Every line of the data below must be given again exactly.

######

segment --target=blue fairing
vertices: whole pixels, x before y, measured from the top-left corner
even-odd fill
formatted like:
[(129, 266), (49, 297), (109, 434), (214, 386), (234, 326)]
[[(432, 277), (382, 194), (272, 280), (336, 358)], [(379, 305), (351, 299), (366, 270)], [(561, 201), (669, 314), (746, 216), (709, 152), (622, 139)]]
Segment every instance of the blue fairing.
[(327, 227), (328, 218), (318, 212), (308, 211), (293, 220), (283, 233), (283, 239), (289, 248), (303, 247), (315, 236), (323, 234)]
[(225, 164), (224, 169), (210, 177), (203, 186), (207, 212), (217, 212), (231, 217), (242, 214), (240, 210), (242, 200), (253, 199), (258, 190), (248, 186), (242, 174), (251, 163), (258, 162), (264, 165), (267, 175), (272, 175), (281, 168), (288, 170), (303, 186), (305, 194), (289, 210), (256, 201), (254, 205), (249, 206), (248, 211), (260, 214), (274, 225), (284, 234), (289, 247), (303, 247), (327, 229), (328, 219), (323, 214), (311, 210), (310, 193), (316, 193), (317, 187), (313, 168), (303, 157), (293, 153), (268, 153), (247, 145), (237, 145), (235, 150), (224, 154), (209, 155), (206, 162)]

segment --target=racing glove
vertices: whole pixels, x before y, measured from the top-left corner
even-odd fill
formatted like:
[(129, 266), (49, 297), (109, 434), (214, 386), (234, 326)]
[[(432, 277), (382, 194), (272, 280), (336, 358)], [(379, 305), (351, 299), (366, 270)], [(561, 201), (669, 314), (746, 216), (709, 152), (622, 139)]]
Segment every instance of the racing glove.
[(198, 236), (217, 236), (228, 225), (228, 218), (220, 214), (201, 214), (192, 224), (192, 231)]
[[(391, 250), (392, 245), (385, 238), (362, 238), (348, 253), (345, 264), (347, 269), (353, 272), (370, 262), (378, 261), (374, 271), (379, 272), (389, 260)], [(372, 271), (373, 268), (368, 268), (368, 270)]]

######

→ EXERCISE ANSWER
segment --target=blue fairing
vertices: whole pixels, x before y, measured from the top-left corner
even-odd fill
formatted like:
[(129, 266), (49, 297), (109, 434), (214, 386), (234, 326)]
[[(432, 277), (382, 194), (272, 280), (336, 358)], [(379, 305), (351, 299), (366, 270)], [(561, 201), (669, 314), (746, 216), (709, 152), (622, 139)]]
Segment every instance of the blue fairing.
[(327, 227), (328, 218), (318, 212), (308, 211), (293, 220), (283, 233), (283, 239), (289, 248), (303, 247), (315, 236), (323, 234)]
[(225, 164), (224, 169), (210, 177), (203, 186), (207, 212), (217, 212), (231, 217), (242, 214), (240, 210), (242, 200), (253, 199), (258, 190), (248, 186), (242, 174), (251, 163), (258, 162), (264, 165), (267, 175), (272, 175), (281, 168), (288, 170), (303, 186), (305, 194), (289, 210), (256, 201), (254, 205), (249, 206), (248, 211), (260, 214), (274, 225), (284, 234), (289, 247), (303, 247), (327, 229), (328, 219), (323, 214), (311, 210), (310, 193), (316, 193), (317, 187), (313, 168), (303, 157), (293, 153), (268, 153), (247, 145), (237, 145), (235, 150), (224, 154), (209, 155), (206, 162)]

segment --target=racing glove
vertices: whole pixels, x before y, measured from the top-left corner
even-odd fill
formatted like:
[(129, 266), (49, 297), (109, 434), (214, 386), (234, 326)]
[[(432, 277), (382, 194), (272, 280), (336, 358)], [(379, 305), (351, 299), (366, 270)], [(561, 201), (669, 314), (746, 216), (709, 152), (622, 139)]]
Segment every instance of the racing glove.
[(198, 236), (217, 236), (228, 225), (228, 218), (220, 214), (201, 214), (192, 224), (192, 231)]
[[(391, 250), (392, 245), (385, 238), (362, 238), (348, 253), (345, 264), (347, 269), (353, 272), (370, 262), (378, 261), (374, 271), (379, 272), (389, 260)], [(372, 271), (373, 268), (368, 268), (368, 270)]]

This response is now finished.